* **Task to complete**:
Starting at the line that holds "Query: metal clipboard clip", set down each line through the end of the listing, exactly as written and with nothing added.

* **Dataset**:
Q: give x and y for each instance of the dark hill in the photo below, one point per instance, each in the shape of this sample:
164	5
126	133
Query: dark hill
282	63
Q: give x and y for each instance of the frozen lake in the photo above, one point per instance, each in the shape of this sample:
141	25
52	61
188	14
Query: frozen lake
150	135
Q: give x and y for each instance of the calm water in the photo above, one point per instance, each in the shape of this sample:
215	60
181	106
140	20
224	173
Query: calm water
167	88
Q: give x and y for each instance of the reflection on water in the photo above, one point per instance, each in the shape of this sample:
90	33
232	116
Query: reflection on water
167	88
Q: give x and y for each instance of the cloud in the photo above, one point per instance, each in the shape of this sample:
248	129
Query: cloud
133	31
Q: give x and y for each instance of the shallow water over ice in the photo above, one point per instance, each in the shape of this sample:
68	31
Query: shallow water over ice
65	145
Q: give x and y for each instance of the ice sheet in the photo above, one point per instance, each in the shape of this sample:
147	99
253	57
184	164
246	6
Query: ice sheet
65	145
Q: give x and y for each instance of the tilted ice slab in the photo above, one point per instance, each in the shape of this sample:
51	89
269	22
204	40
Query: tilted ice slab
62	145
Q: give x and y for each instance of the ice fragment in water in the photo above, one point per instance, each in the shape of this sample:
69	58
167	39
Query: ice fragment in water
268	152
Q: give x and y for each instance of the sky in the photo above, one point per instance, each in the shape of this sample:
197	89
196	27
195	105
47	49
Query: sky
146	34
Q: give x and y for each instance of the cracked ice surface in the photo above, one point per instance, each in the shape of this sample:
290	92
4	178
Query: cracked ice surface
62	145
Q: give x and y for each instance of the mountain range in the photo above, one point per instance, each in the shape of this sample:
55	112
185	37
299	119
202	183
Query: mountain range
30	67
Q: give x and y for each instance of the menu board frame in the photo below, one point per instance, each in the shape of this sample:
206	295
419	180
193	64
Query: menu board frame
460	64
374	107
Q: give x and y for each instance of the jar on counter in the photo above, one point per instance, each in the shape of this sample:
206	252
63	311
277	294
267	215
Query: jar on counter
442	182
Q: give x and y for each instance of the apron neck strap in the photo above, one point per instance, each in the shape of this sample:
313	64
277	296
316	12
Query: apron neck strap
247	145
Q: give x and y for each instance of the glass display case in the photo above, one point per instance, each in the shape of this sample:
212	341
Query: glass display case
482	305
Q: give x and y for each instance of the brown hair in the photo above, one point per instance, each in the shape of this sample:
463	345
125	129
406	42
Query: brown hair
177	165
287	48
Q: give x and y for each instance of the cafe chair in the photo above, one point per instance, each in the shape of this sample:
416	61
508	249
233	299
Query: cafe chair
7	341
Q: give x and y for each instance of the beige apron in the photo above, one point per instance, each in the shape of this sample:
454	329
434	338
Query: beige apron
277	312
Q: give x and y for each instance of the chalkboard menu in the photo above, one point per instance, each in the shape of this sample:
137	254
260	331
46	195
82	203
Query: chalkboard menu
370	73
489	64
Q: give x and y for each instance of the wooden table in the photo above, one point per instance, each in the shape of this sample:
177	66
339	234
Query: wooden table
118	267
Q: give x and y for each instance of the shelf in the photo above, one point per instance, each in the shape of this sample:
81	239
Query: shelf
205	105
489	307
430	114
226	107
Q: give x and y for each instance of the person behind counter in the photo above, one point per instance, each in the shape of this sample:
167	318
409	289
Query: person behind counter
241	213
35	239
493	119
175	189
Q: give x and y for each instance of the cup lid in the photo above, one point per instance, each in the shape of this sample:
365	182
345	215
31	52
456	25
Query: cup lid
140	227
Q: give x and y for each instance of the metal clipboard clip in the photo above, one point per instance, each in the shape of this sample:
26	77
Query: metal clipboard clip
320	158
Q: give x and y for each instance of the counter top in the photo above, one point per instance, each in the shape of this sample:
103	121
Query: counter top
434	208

* **Written reply**:
Query: metal clipboard clip
320	158
Q: give x and y for each instance of the counter top in the photo above, one point per instance, each in the shape of this sample:
103	121
Query: counter top
434	208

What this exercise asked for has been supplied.